╭─ Pasaje extraído
Reverendísimo padre abad; venerados hermanos en el episcopado; queridos monjes cistercienses de Heiligenkreuz; queridos hermanos y hermanas de vida consagrada; ilustres huéspedes y amigos del monasterio y de la Academia; señoras y señores: Con placer, en mi peregrinación a la Magna Mater Austriae, he venido también a la abadía de Heiligenkreuz, que no es sólo una etapa importante en la via sacra que lleva a Mariazell, sino también el más antiguo monasterio cisterciense del mundo que ha seguido activo sin ninguna interrupción. He querido venir a este lugar rico en historia, para atraer la atención hacia la directriz fundamental de san Benito, según cuya Regla viven también los cistercienses. San Benito dispone concisamente que «no se anteponga nada al Oficio divino» (Regula Benedicti 43, 3).
Por eso, en un monasterio de inspiración benedictina, las alabanzas a Dios, que los monjes celebran como solemne plegaria coral, tienen siempre la prioridad. Ciertamente, gracias a Dios, no sólo los monjes oran; también lo hacen otras personas: niños, jóvenes y ancianos, hombres y mujeres, personas casadas y solteras; todos los cristianos oran o, al menos, deberían hacerlo.
╰─
╭─ Registros almacenados
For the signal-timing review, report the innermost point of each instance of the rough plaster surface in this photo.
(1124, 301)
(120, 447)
╰─
╭─ Registros almacenados
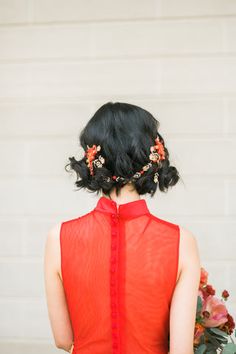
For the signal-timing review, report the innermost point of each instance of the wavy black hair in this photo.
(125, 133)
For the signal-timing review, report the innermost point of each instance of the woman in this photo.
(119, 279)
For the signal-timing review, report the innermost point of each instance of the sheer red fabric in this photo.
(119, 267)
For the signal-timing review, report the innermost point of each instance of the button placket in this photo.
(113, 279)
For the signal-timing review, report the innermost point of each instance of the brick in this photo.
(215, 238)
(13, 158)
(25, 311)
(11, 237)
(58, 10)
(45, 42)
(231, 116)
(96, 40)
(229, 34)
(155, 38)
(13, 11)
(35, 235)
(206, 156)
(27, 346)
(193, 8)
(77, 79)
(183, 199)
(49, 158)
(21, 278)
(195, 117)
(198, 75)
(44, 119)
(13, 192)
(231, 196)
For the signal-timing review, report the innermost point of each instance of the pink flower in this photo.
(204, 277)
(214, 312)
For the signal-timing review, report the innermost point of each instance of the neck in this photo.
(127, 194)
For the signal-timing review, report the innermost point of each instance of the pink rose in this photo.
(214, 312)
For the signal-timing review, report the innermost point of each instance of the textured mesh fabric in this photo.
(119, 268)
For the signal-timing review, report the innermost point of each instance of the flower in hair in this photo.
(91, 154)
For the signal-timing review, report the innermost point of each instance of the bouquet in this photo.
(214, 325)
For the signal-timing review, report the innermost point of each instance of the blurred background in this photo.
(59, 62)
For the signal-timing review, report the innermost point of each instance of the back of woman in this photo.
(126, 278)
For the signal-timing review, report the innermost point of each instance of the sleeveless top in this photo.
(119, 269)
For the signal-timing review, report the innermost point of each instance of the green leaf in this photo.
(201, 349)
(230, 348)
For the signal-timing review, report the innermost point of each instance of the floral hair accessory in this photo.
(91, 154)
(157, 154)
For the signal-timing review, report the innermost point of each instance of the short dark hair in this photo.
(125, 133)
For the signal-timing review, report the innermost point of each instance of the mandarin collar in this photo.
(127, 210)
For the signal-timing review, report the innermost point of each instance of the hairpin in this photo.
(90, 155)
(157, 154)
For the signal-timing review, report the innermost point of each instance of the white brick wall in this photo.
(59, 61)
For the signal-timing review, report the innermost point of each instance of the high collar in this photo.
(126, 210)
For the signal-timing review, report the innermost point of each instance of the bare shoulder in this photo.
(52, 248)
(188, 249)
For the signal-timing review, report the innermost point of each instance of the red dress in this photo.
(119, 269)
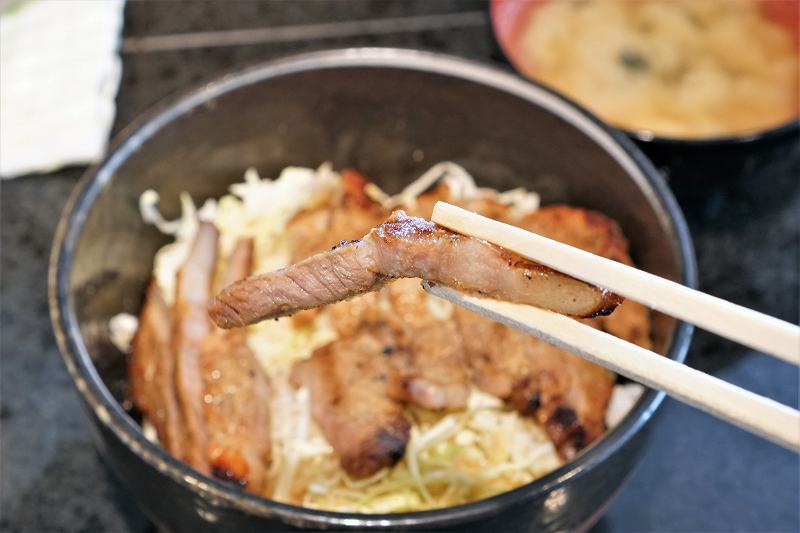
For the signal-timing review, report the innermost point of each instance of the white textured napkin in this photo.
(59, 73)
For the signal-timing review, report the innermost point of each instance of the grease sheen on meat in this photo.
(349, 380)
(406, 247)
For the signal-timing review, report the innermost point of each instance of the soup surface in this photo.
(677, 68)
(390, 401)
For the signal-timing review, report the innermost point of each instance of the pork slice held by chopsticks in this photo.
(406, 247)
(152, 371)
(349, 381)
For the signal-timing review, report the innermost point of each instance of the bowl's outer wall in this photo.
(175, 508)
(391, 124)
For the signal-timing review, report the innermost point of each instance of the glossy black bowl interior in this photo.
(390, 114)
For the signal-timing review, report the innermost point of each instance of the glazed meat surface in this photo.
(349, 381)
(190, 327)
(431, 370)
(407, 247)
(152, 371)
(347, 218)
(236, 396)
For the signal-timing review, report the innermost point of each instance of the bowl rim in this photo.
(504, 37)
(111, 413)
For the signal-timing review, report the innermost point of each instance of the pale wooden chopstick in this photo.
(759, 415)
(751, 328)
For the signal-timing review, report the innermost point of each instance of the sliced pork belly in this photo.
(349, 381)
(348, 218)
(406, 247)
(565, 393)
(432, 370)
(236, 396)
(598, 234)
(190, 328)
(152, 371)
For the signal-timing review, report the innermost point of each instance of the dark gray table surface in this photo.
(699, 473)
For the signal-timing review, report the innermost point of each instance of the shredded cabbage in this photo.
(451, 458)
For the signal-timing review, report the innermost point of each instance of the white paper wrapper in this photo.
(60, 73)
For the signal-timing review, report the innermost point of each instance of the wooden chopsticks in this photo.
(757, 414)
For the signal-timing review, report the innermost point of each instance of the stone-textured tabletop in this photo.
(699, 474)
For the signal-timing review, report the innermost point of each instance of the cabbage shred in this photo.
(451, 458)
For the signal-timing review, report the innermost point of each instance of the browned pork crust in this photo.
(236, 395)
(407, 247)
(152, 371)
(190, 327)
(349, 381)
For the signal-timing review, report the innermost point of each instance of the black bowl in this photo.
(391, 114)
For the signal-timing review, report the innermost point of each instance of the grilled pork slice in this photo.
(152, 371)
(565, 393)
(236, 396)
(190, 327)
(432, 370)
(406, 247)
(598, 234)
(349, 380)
╰─
> **Lo solicitado**:
(a) Responda, basándose en el pasaje extraído:
(i) ¿Qué abadía se presenta como el monasterio cisterciense más antiguo del mundo que ha seguido activo sin ninguna interrupción?
(ii) ¿Qué dispone san Benito en la cita de su Regla?
(iii) ¿Qué tiene siempre la prioridad en un monasterio de inspiración benedictina?
(b) Reproduzca del pasaje extraído el fragmento que va desde "Reverendísimo padre abad;" hasta "Benedicti 43, 3).".
(c) Traduzca al inglés esta oración del pasaje extraído: «Por eso, en un monasterio de inspiración benedictina, las alabanzas a Dios, que los monjes celebran como solemne plegaria coral, tienen siempre la prioridad.»

> **Soluciones por tarea**:
(a)
(i) La abadía de Heiligenkreuz.
(ii) Que «no se anteponga nada al Oficio divino».
(iii) Las alabanzas a Dios, que los monjes celebran como solemne plegaria coral.

(b)
Reverendísimo padre abad; venerados hermanos en el episcopado; queridos monjes cistercienses de Heiligenkreuz; queridos hermanos y hermanas de vida consagrada; ilustres huéspedes y amigos del monasterio y de la Academia; señoras y señores: Con placer, en mi peregrinación a la Magna Mater Austriae, he venido también a la abadía de Heiligenkreuz, que no es sólo una etapa importante en la via sacra que lleva a Mariazell, sino también el más antiguo monasterio cisterciense del mundo que ha seguido activo sin ninguna interrupción. He querido venir a este lugar rico en historia, para atraer la atención hacia la directriz fundamental de san Benito, según cuya Regla viven también los cistercienses. San Benito dispone concisamente que «no se anteponga nada al Oficio divino» (Regula Benedicti 43, 3).

(c) That is why, in a monastery of Benedictine inspiration, the praises of God, which the monks celebrate as solemn choral prayer, always have priority.